Work item
A faithful repeat of all the records, with no image kept, is the required answer.

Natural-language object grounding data
━━━━━━━━
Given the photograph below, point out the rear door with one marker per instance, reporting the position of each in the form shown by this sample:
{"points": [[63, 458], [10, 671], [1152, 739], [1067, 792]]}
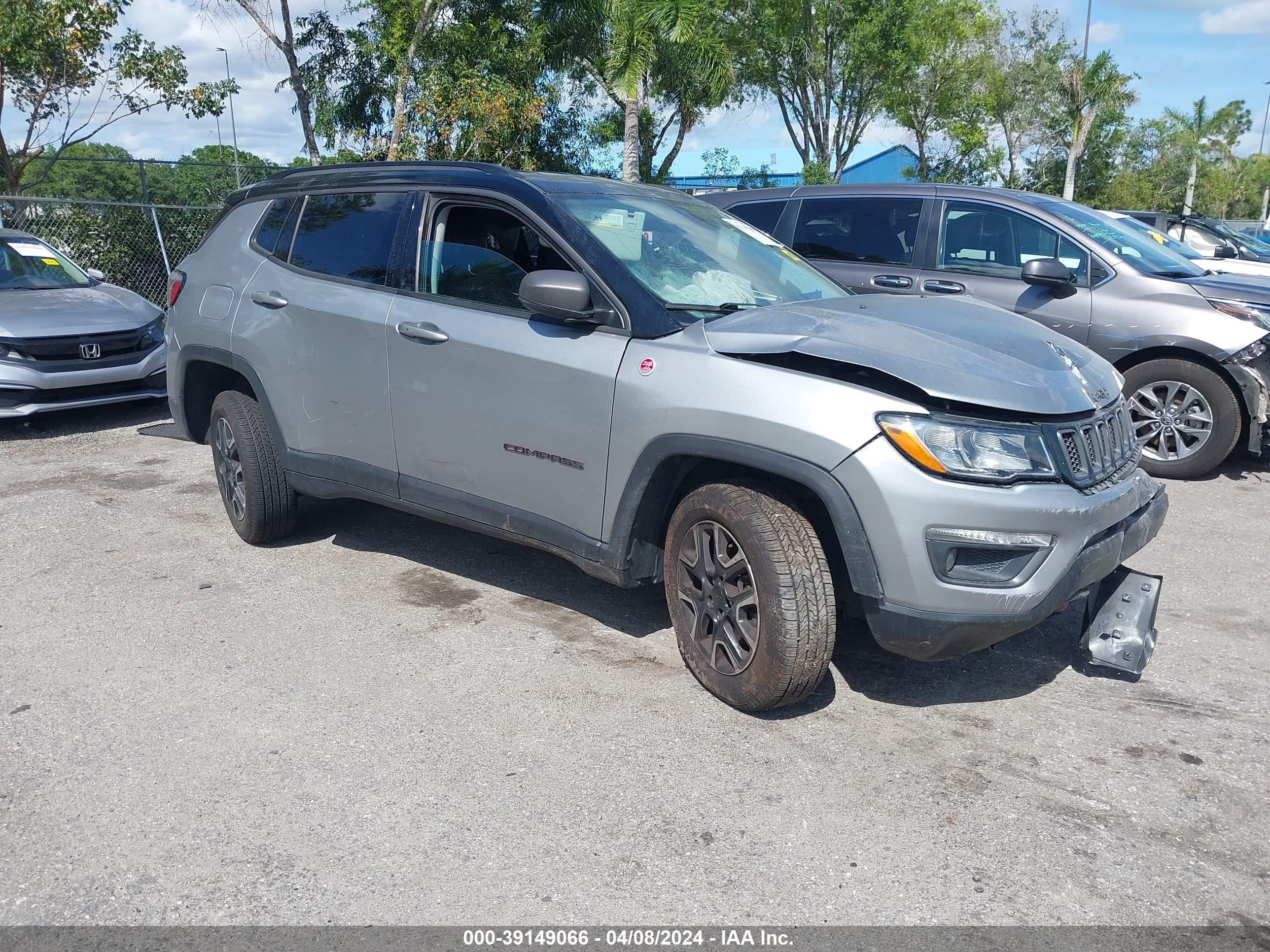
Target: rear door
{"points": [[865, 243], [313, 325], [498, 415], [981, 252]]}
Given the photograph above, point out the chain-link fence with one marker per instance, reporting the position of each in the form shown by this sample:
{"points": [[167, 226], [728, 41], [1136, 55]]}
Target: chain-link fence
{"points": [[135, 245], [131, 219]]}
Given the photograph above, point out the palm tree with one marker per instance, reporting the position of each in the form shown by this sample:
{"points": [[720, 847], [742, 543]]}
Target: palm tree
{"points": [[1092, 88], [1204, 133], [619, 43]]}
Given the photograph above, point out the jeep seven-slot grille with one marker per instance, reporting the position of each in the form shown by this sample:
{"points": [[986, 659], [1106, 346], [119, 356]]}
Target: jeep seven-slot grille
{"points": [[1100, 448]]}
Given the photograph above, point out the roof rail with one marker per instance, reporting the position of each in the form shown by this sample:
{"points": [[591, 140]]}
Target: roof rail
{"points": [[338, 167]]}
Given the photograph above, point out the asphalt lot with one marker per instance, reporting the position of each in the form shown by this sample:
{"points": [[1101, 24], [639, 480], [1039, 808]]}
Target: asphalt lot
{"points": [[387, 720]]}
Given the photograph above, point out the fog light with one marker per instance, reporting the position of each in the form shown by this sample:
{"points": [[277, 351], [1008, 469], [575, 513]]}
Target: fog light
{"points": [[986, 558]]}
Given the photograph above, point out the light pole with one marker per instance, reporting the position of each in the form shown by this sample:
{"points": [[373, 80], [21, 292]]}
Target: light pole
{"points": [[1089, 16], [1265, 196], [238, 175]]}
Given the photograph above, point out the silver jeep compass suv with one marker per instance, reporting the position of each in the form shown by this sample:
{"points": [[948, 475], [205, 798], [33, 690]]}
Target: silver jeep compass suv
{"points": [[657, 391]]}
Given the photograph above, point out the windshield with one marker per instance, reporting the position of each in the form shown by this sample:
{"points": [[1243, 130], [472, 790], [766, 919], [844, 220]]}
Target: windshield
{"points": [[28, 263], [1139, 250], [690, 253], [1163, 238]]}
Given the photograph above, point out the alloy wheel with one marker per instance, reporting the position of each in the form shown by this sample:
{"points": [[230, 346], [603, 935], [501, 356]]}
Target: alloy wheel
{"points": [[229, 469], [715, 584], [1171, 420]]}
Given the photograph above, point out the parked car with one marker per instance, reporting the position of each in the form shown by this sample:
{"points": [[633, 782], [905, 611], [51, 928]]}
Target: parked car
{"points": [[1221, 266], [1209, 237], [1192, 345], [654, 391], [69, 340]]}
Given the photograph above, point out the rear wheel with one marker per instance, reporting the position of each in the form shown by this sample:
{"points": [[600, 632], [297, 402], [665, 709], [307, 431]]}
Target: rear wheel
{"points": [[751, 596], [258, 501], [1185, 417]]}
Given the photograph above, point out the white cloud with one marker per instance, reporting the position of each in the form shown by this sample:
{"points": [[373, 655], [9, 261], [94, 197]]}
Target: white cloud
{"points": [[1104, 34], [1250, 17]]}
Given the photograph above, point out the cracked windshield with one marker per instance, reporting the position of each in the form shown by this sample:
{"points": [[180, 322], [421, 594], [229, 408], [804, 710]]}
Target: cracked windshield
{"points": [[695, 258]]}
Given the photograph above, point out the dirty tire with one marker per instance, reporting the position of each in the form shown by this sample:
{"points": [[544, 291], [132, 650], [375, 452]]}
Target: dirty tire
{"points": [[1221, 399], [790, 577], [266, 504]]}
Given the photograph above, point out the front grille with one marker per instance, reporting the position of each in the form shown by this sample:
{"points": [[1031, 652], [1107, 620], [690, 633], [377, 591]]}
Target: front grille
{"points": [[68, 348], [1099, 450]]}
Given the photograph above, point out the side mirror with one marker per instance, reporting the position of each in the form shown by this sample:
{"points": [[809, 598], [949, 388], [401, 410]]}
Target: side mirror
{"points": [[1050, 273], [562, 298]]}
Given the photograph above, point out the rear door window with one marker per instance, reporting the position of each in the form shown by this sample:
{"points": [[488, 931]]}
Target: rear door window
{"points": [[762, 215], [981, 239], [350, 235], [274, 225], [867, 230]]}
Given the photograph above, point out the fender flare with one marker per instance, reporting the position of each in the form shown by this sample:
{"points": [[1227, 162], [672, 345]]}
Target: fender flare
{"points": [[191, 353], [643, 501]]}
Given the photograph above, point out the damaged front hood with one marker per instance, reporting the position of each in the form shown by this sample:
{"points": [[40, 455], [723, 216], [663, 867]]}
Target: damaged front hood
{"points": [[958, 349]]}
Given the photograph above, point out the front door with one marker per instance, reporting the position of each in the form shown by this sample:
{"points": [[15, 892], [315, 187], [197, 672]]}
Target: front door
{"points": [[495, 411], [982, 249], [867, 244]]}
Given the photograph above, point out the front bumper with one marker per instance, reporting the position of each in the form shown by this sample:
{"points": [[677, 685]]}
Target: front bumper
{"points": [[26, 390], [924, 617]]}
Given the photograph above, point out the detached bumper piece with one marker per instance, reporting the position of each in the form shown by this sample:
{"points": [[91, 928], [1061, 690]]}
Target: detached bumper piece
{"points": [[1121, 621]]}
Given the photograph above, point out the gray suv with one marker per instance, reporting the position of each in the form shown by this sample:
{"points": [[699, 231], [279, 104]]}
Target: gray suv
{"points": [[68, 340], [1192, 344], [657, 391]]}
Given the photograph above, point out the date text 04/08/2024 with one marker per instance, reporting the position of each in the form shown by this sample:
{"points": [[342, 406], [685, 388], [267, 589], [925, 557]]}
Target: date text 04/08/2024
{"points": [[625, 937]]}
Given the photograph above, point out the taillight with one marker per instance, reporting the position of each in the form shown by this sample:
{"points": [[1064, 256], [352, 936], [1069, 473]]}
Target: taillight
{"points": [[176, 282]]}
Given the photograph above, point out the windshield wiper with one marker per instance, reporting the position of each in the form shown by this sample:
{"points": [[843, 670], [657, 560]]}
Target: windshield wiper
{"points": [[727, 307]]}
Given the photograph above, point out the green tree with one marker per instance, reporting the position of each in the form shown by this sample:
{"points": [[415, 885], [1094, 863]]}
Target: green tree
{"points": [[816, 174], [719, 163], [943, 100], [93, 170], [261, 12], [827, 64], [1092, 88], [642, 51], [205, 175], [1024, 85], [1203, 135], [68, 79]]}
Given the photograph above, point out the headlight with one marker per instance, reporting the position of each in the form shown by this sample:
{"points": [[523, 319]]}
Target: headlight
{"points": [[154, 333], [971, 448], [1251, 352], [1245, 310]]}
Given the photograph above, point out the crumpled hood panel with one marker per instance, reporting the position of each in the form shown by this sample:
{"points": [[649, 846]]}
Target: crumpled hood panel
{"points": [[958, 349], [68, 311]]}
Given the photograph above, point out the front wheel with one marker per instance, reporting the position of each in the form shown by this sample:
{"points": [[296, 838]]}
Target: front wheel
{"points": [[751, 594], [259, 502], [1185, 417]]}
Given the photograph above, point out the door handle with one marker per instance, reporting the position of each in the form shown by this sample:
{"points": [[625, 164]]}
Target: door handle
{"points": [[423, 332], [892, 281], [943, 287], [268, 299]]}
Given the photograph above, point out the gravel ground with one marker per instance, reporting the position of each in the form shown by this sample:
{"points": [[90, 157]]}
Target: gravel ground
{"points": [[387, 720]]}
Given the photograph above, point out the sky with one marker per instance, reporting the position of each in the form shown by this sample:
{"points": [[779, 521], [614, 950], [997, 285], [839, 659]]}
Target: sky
━━━━━━━━
Expected output
Given the photograph below, point out the rear door with one marker per instance, reporting the position of each in the form shown by this sample:
{"points": [[63, 458], [10, 671], [1152, 739], [1067, 792]]}
Target: rear door
{"points": [[865, 243], [313, 325], [498, 415], [981, 252]]}
Given the photograph above, point out the chain-link fence with one marker per instance, reporting the position of each in the form shown by this sample:
{"points": [[167, 226], [728, 41], [1136, 55]]}
Target: chain-link fence
{"points": [[135, 245], [131, 219]]}
Given the photograph above, point out the palm tree with one marker per instance, reporting the position of each in the form shown by this sample:
{"points": [[720, 847], [742, 543]]}
Target: palm tree
{"points": [[1092, 88], [1204, 133], [619, 43]]}
Given the photograph above, point out the jeep seven-slot grille with one marker per instance, reporting the position of each in the form shown by this sample:
{"points": [[986, 659], [1106, 346], [119, 356]]}
Target: jeep seven-slot grille
{"points": [[1100, 448]]}
Given the photograph above, point out the roof rail with one marker per instance, reporting the position of each in the form shown by this sample:
{"points": [[591, 140]]}
Target: roof rail
{"points": [[338, 167]]}
Given the photograph above, point out the asphalt lot with one marker per instance, reporting the position of each in the form shown by this sample:
{"points": [[1101, 24], [639, 480], [1039, 808]]}
Target: asphalt lot
{"points": [[387, 720]]}
Given the photograph above, point out the fog light with one marker per instance, reporting the position of each in the form shown by this sample:
{"points": [[277, 351], [1008, 469], [575, 513]]}
Target: fog light
{"points": [[986, 558]]}
Given the photograph above, point out the light pole with one marker per instance, reporting the position of each in the form shown by this sample:
{"points": [[373, 80], [21, 292]]}
Target: light pole
{"points": [[1089, 16], [1265, 196], [238, 175]]}
Given the photograph above, point out the silver jeep compass suv with one marker per instance, reporting the position of each in the form shown by this sample:
{"points": [[948, 475], [205, 798], [33, 690]]}
Target: silver jeep compass suv
{"points": [[657, 391]]}
Given the photograph above, point out the windshield with one marker per instance, reporting the position of each in the form shown by this sample:
{"points": [[1243, 130], [472, 790], [766, 919], [844, 220]]}
Target: windshield
{"points": [[28, 263], [1139, 250], [690, 253], [1163, 238]]}
Given the photograph above, point out the alloy wheel with one marker per instance, reporting the position of each in the form shown by this sample:
{"points": [[230, 346], [603, 935], [501, 356]]}
Target: alloy wheel
{"points": [[229, 469], [715, 584], [1171, 420]]}
Given the photograph above, point out the parked car with one marker per instance, reporting the position of each in the form shown by this sample:
{"points": [[633, 782], [905, 611], [51, 928]]}
Target: parked car
{"points": [[1221, 266], [1209, 237], [1192, 345], [654, 391], [69, 340]]}
Given the photograph above, point out the rear wheel with one marker per instance, reporting the position of each in the form shown by this sample:
{"points": [[600, 632], [297, 402], [665, 709], [307, 431]]}
Target: rear wheel
{"points": [[751, 596], [258, 501], [1185, 417]]}
Given the photograph above, point out the white cloud with one marker per instance, reporting the position of each in the form shown by this sample:
{"points": [[373, 655], [9, 261], [94, 197]]}
Target: white cloud
{"points": [[1104, 34], [1250, 17]]}
Given the photograph above, point out the cracked windshield with one marker per instance, reporting the position of each in the form shown by this sample:
{"points": [[180, 322], [421, 594], [229, 408], [804, 710]]}
Target: cracked windshield
{"points": [[695, 258]]}
Given the photograph above, point out the dirty tire with one marker per instance, reporting the position of each in the form shown by this sample:
{"points": [[544, 291], [132, 650], [375, 452]]}
Target: dirty tire
{"points": [[1221, 399], [790, 577], [266, 504]]}
Given the photograph above, point out the front grille with one marker per instance, reporting the position of each in the form shown by this sample:
{"points": [[1031, 652], [1107, 620], [690, 633], [377, 591]]}
Target: front grille
{"points": [[68, 348], [1099, 450]]}
Given the photograph above, point out the side mirror with one marker per instance, reporting the position of each in the form shown by this sample:
{"points": [[809, 598], [949, 388], [401, 410]]}
Target: side mirror
{"points": [[1050, 273], [562, 298]]}
Given the photograph above, point out the rear door window with one marker per instance, reporting the position of each in the form shown by this sample:
{"points": [[488, 931]]}
Target: rear door window
{"points": [[762, 215], [981, 239], [350, 235], [274, 225], [867, 230]]}
Given the photograph above, point out the fender flare with one marker per instance, reporting the position of each in the form shown by this sample:
{"points": [[1227, 162], [672, 345]]}
Target: fender flare
{"points": [[191, 353], [643, 501]]}
Given the photograph above, point out the damaged front hood with one marker per instance, reporting the position of each in the form shown by this sample:
{"points": [[40, 455], [723, 216], [663, 867]]}
Target: damaged front hood
{"points": [[958, 349]]}
Given the photograph above, point out the front door with one marker per instance, reporting the position of each in the form shown by this sample:
{"points": [[15, 892], [315, 187], [197, 672]]}
Target: front door
{"points": [[495, 411], [982, 249], [867, 244]]}
Given the photograph above, point out the front bumper with one marker per instance, reporting the position of each in the form shown by this sample:
{"points": [[677, 685]]}
Target: front bumper
{"points": [[26, 390], [924, 617]]}
Given the photograph above, point out the detached bumper piece with one marker per instance, reporting the position of each in the form shown by this sample:
{"points": [[91, 928], [1061, 690]]}
Target: detached bumper piece
{"points": [[1121, 621]]}
Given the photograph above, point out the gray suv with one marker per instance, reporting the position of each in the form shown by this sample:
{"points": [[699, 231], [279, 104]]}
Target: gray suv
{"points": [[68, 340], [1192, 344], [657, 391]]}
Given the photograph above, point out the date text 04/08/2024 with one marker per instance, reporting the position of each in the form shown by this sample:
{"points": [[342, 406], [685, 388], [267, 589], [925, 557]]}
Target: date text 04/08/2024
{"points": [[625, 937]]}
Given the photograph above, point out the taillight with one marker per instance, reporting the position of each in the form shown by this sample:
{"points": [[1064, 256], [352, 936], [1069, 473]]}
Target: taillight
{"points": [[176, 282]]}
Given the photograph above, point out the windshield wiper with one marker per instance, reporting the position of each in the form shown by this sample:
{"points": [[843, 670], [657, 560]]}
Target: windshield wiper
{"points": [[727, 307]]}
Given the photograph above, point out the green tree with one marker per instance, reporting the position of each in the form shown by this sample:
{"points": [[415, 885], [1094, 863]]}
Target: green tree
{"points": [[816, 174], [719, 163], [943, 100], [93, 170], [261, 12], [827, 64], [1092, 88], [642, 51], [205, 175], [1024, 85], [1203, 135], [68, 79]]}
Given the photograph above, point out the headlight with one marker per instance, reporting the position of each in the form shown by this sample:
{"points": [[523, 319]]}
Target: headlight
{"points": [[154, 333], [971, 448], [1251, 352], [1245, 310]]}
Given the photograph above, point out the crumpled hood panel with one marker per instance, reporting the position of each in the form shown by this sample:
{"points": [[649, 846]]}
Target: crumpled hood panel
{"points": [[958, 349], [68, 311]]}
Given the photograph above, point out the front wheel with one marker per instance, reporting the position of each in the form shown by this sample:
{"points": [[296, 838]]}
Target: front wheel
{"points": [[751, 594], [259, 502], [1185, 417]]}
Given the photograph above, point out the door handle with one marker per instance, reporting the position of each in the form shown by this sample:
{"points": [[625, 164]]}
Target: door handle
{"points": [[423, 332], [892, 281], [943, 287], [268, 299]]}
Given the photograph above, point out the gravel ground with one marker per instance, reporting the position of each in the form shown by this sample:
{"points": [[90, 157]]}
Target: gravel ground
{"points": [[387, 720]]}
Given the photograph above, point out the sky with one marker per instance, reporting the position of each in the form shown by this sample:
{"points": [[779, 521], [614, 950], [997, 285], [839, 659]]}
Target: sky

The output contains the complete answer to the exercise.